• [ENTRIES SHOWN]:
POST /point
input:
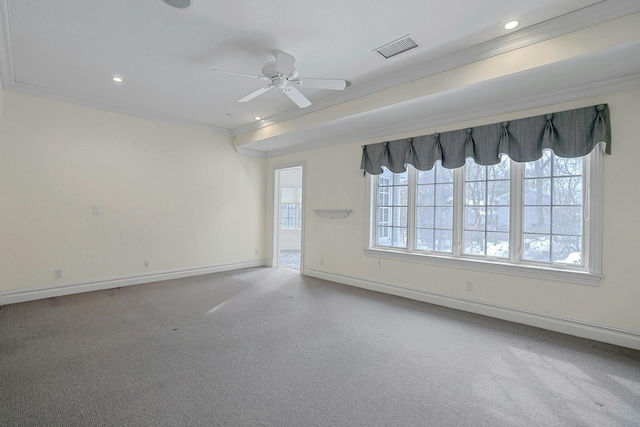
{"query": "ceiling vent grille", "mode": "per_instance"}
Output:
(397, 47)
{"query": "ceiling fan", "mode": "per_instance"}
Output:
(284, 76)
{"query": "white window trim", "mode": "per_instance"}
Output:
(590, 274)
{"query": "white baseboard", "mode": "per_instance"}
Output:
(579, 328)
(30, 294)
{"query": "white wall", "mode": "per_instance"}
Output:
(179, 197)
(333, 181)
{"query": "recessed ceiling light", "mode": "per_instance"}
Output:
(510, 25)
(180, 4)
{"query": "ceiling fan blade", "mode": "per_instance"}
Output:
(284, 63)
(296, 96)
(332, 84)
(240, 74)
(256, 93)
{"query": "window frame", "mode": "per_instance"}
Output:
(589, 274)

==

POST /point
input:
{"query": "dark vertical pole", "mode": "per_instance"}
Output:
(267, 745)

---

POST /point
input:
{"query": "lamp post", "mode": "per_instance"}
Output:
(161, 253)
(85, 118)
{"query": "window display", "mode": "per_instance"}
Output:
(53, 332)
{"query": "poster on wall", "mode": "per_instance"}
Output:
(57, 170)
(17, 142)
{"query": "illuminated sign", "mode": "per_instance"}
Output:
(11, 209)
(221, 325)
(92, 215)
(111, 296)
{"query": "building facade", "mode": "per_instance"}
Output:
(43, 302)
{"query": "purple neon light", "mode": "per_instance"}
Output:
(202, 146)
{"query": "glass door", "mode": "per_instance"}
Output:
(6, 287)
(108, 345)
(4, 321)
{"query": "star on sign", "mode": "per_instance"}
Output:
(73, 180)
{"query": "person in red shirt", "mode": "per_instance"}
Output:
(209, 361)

• [EXERCISE GOAL]:
Check each line above for the string "wall" and show the ones that have it.

• [EXERCISE SOLUTION]:
{"query": "white wall", "mode": "per_instance"}
{"query": "poster on wall", "mode": "per_instance"}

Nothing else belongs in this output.